> [WRITTEN PROBLEM]:
Copy out the data word for word, from its first line through the line containing "[[745, 840]]", including both of those lines.
↓
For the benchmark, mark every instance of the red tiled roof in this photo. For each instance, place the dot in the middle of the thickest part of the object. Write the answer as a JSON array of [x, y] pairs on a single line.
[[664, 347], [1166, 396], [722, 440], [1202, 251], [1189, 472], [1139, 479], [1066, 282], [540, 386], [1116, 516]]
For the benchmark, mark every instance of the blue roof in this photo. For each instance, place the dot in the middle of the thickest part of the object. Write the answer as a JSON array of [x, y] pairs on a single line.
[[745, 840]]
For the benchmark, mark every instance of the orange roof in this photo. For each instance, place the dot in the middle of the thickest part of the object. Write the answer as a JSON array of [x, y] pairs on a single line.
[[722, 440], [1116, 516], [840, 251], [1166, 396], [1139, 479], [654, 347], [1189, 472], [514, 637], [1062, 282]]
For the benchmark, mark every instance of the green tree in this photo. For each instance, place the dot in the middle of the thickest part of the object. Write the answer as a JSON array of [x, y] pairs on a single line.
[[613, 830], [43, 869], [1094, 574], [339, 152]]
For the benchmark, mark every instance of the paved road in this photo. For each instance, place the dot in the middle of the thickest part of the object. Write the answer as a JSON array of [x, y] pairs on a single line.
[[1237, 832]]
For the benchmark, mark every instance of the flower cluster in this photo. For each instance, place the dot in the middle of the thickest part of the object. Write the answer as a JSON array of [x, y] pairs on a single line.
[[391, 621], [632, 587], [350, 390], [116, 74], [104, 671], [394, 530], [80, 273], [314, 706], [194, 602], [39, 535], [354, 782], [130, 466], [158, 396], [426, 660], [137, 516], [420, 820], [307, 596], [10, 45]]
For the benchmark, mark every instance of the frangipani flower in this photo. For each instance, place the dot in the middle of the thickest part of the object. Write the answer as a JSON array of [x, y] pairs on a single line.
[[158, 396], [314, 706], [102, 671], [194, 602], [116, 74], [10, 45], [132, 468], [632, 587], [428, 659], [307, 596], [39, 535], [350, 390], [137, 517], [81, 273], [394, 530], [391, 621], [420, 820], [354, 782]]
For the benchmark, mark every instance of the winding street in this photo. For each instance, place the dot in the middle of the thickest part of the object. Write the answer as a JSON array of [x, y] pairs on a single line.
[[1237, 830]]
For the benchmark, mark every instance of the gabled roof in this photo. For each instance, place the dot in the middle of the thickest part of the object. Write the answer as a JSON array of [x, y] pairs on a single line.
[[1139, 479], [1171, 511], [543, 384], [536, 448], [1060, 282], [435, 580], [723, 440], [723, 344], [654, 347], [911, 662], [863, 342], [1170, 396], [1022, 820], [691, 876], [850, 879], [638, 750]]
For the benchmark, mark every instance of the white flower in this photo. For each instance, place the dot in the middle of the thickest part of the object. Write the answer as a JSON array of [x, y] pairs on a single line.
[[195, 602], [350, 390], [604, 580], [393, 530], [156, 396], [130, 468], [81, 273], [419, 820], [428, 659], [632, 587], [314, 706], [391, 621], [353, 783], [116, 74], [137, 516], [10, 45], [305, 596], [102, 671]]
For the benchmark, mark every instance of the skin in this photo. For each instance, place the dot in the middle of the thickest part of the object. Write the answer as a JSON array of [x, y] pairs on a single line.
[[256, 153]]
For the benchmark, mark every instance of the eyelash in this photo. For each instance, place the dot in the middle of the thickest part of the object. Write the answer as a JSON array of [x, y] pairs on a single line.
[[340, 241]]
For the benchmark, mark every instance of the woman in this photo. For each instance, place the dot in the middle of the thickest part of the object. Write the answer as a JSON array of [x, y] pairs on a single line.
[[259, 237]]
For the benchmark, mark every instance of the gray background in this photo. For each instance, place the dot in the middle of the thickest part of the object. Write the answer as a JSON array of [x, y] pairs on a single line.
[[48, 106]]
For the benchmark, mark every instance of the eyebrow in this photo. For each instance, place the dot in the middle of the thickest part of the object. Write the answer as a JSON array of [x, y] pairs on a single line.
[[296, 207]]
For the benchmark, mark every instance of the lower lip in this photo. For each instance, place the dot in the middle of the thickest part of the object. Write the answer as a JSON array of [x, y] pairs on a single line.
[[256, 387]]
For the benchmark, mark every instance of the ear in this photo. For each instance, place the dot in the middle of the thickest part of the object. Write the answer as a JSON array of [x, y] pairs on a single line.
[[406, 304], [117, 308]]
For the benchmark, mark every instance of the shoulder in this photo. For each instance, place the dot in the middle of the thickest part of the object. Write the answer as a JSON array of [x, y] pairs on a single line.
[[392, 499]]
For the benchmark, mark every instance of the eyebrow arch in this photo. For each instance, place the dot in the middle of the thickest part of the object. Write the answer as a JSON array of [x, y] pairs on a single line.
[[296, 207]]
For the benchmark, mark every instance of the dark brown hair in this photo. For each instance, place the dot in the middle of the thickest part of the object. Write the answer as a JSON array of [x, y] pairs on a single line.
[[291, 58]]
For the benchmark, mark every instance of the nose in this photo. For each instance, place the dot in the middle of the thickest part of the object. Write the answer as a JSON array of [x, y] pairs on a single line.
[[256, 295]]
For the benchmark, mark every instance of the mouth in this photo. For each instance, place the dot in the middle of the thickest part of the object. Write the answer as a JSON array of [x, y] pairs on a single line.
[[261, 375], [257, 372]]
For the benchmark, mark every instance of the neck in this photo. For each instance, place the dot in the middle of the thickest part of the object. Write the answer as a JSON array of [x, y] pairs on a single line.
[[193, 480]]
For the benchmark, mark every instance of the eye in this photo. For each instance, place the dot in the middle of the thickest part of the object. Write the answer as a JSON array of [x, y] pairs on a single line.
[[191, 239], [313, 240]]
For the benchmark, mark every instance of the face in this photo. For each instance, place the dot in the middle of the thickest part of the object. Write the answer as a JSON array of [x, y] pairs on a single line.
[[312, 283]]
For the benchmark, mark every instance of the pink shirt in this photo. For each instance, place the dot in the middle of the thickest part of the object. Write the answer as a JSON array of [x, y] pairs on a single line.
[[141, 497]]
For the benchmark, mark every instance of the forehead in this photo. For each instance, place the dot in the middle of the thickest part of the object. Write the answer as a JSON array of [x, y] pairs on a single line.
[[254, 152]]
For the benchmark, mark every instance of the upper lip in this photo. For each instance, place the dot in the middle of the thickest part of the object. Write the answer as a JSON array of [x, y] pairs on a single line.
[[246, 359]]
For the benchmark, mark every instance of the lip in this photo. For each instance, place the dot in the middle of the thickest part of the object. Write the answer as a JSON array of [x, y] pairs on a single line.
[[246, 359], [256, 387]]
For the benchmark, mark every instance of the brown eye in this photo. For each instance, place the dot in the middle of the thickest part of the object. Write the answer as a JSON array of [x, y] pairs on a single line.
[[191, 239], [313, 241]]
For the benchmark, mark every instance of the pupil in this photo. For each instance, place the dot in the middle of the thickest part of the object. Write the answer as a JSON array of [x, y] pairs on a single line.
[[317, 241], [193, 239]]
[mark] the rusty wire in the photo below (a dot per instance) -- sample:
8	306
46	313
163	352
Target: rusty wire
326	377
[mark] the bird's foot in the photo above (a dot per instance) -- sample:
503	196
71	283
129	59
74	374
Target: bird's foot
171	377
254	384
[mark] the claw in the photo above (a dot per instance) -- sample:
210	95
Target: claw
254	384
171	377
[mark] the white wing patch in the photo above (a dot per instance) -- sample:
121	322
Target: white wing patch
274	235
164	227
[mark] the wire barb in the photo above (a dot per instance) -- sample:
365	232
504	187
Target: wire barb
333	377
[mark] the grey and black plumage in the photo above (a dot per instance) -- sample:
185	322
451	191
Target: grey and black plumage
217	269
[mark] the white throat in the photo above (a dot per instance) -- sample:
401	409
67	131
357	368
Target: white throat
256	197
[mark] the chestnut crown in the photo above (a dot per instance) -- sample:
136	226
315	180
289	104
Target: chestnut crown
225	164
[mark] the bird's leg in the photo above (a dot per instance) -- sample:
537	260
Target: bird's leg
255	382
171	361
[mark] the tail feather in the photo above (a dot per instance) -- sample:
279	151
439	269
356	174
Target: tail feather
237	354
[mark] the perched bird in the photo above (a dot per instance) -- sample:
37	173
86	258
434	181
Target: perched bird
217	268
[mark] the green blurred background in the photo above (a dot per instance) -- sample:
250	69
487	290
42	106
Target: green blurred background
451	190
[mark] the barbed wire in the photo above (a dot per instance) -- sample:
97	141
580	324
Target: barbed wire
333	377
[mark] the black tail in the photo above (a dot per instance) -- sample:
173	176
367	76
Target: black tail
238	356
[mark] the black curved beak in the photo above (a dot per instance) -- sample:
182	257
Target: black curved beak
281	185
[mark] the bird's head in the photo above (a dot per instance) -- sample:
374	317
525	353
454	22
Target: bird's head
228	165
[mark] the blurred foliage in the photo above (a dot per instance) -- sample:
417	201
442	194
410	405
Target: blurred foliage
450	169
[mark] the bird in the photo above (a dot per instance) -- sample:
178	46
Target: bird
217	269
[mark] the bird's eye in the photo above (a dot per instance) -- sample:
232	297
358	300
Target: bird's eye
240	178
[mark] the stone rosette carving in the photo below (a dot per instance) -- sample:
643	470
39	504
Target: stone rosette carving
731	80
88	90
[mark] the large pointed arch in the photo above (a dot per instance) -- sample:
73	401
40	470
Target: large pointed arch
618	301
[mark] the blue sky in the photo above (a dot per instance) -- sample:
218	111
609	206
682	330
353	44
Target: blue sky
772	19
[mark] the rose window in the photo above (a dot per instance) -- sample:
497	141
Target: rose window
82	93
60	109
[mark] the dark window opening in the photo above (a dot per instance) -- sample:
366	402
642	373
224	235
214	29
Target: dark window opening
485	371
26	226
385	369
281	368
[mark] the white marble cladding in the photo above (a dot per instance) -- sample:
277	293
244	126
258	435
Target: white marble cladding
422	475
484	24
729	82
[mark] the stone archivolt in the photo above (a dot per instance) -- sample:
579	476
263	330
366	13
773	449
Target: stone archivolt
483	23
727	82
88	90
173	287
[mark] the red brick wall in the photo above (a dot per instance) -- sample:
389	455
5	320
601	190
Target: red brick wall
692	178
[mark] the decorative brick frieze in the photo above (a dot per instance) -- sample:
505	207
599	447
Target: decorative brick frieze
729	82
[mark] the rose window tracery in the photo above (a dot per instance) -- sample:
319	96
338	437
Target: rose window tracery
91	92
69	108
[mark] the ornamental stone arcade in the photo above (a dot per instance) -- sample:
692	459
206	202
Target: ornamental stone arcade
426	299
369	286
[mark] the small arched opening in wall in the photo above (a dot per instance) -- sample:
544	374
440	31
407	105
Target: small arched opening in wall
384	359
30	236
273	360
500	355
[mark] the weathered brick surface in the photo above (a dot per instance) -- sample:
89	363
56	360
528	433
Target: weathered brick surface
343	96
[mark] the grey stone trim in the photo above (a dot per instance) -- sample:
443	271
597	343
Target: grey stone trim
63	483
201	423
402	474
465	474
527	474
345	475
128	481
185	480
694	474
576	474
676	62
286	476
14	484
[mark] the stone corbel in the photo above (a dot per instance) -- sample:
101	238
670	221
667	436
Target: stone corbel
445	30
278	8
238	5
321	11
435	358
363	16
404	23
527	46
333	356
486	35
↑
> [WORKED SOLUTION]:
For the benchmark, mark every instance of the red tiled roof in this photo. For each instance, place the dot in the middle of the thickest part of the object. Write the answer as a JSON array of [x, y] pairs on a single line.
[[664, 347], [1166, 396], [722, 440], [1202, 251], [1189, 472], [1139, 479], [1066, 282], [540, 386], [1116, 516]]
For the benchmark, mark every instance of the blue roof in this photo. For each instance, place the dot in the middle of the thickest part of the object. Write the answer as a JSON array of [x, y] pairs on a single line.
[[745, 840]]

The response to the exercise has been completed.